● Request: Copy, without any change, the stretch of lines from the line containing "Task: locate the crowd" through the end of the records.

● Stored rows:
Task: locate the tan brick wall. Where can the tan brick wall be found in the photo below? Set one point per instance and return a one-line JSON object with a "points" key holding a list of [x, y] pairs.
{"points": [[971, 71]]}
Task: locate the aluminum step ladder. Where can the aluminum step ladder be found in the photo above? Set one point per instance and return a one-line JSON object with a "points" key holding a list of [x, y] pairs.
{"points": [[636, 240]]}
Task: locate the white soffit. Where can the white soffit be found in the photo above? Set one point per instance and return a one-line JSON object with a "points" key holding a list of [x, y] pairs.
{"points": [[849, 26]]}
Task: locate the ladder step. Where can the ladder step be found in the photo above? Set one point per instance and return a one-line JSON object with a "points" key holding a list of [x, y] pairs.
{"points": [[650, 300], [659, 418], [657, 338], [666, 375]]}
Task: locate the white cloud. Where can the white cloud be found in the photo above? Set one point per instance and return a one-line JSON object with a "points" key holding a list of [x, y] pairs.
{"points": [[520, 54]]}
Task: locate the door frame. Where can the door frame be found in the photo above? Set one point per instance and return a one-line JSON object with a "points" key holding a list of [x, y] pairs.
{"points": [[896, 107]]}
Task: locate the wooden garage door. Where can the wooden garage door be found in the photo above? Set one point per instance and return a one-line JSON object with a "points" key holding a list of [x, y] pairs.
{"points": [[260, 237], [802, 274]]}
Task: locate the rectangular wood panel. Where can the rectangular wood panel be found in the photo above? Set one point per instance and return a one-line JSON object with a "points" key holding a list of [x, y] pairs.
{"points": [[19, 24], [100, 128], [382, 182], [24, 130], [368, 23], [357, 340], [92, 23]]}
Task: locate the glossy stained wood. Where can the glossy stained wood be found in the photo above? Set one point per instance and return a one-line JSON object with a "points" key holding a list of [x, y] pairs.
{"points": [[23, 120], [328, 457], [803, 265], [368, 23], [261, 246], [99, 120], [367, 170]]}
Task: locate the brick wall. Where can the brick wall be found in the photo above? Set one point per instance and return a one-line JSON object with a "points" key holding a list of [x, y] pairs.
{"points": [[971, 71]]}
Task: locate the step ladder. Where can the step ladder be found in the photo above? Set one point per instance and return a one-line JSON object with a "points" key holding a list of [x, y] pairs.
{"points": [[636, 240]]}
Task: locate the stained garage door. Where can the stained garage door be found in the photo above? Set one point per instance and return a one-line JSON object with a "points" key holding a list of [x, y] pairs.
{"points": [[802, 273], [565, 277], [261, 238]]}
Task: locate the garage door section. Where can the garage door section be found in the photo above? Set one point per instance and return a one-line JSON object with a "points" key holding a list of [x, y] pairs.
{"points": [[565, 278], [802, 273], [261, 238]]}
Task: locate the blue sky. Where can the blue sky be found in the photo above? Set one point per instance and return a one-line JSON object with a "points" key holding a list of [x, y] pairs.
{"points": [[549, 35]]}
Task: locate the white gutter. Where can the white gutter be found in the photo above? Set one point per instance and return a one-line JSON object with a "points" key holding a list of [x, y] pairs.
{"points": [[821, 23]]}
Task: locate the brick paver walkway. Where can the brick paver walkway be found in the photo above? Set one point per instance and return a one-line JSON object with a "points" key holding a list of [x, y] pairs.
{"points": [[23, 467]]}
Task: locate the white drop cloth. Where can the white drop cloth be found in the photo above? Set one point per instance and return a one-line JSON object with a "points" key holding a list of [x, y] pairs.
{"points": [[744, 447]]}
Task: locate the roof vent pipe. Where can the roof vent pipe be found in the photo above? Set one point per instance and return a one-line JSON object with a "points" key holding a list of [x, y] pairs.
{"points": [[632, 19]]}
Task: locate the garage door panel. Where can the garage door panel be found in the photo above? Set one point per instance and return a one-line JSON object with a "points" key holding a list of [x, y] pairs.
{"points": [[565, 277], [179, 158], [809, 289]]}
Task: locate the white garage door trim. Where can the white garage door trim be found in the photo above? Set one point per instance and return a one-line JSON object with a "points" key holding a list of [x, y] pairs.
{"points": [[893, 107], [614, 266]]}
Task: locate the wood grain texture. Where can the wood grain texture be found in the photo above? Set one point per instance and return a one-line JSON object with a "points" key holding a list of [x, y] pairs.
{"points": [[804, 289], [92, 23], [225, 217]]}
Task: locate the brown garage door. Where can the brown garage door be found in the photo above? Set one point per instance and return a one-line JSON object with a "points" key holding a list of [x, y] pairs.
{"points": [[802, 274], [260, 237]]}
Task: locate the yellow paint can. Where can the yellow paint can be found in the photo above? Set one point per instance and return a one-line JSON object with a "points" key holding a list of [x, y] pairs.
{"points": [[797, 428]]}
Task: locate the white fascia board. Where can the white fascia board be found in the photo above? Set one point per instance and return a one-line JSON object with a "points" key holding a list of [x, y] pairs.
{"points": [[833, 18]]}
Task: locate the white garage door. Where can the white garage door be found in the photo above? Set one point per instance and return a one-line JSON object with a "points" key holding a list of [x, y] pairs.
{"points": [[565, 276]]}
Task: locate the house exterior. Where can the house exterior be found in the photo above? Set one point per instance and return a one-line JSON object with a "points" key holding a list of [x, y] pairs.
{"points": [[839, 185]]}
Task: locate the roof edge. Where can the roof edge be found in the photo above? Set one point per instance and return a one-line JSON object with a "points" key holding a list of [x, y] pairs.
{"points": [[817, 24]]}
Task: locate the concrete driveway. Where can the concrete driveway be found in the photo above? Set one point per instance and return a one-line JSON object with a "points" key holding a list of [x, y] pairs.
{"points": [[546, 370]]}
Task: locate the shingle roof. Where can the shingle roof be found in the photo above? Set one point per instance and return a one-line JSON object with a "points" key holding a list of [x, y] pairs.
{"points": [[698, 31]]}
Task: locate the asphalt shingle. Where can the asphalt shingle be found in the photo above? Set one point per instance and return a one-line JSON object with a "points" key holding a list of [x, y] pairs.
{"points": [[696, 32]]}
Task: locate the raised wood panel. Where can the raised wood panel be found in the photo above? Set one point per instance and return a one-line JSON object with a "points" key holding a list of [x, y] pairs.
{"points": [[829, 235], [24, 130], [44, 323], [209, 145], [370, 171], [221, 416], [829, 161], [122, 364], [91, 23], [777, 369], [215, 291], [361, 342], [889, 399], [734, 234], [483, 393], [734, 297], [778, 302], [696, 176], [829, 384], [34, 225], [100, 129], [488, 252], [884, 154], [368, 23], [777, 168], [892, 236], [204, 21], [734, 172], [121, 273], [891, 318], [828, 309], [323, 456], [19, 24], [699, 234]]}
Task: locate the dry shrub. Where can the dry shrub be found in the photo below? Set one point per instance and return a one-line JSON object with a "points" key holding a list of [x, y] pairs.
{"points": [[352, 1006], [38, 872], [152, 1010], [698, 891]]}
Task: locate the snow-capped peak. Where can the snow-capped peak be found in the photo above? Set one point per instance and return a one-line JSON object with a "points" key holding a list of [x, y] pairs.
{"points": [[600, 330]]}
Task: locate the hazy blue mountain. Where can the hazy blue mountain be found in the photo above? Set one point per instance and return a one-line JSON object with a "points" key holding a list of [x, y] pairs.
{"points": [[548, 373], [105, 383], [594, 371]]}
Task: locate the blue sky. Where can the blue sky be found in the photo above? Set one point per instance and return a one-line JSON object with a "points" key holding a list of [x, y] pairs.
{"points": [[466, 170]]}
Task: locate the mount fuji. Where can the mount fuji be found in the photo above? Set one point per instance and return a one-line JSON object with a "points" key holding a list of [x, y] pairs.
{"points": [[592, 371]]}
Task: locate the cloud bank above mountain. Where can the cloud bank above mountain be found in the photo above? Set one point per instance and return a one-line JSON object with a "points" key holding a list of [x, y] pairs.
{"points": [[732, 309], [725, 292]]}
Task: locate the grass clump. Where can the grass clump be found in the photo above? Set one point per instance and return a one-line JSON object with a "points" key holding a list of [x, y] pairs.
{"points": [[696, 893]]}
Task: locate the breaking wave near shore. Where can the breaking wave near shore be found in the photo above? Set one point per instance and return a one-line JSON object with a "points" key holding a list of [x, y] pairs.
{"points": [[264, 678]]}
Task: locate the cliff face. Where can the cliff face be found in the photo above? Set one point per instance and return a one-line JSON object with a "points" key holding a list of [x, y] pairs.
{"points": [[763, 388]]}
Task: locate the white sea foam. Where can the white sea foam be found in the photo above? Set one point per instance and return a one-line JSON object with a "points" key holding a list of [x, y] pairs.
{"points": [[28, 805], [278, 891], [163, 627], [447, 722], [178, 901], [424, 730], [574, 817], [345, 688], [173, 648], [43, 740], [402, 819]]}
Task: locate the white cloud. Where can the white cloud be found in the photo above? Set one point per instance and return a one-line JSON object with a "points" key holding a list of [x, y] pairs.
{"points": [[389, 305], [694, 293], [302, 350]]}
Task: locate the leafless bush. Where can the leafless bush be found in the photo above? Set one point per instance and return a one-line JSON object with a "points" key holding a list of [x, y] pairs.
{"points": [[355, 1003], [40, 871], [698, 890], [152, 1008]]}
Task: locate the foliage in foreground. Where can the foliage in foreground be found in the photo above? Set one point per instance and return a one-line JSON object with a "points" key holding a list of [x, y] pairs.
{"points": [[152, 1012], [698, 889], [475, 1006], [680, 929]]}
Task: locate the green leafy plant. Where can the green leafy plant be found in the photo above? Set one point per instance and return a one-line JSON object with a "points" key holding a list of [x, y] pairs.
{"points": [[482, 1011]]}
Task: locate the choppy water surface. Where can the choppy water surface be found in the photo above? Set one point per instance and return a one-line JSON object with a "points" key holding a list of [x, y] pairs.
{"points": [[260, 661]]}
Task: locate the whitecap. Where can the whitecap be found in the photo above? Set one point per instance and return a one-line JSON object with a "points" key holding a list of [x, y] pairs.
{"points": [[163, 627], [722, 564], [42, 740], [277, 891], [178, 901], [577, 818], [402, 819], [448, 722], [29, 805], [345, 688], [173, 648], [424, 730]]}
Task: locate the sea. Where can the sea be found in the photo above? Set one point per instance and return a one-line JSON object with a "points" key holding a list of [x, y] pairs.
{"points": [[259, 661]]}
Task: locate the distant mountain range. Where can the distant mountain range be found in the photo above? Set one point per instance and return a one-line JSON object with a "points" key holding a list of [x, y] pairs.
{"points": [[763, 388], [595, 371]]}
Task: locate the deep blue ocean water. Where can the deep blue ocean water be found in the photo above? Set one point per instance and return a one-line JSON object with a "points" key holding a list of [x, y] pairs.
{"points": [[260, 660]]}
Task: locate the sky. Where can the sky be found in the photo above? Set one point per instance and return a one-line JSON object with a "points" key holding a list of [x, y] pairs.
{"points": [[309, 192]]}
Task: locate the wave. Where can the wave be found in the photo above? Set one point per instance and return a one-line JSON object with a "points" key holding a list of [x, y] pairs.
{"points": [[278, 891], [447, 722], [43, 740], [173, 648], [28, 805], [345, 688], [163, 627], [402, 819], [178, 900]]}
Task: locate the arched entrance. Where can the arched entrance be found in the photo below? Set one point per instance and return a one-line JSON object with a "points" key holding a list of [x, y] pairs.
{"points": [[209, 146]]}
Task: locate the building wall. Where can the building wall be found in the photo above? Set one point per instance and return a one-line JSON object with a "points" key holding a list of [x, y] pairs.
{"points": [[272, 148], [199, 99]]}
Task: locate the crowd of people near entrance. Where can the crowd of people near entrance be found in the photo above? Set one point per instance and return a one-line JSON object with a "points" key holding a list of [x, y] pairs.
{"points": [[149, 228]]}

● Full answer:
Task: locate the crowd of people near entrance. Where can the crowd of people near entrance be found in the photo above? Set one point per instance and return a one-line JSON object with a "points" key holding a list of [x, y] pairs.
{"points": [[149, 228]]}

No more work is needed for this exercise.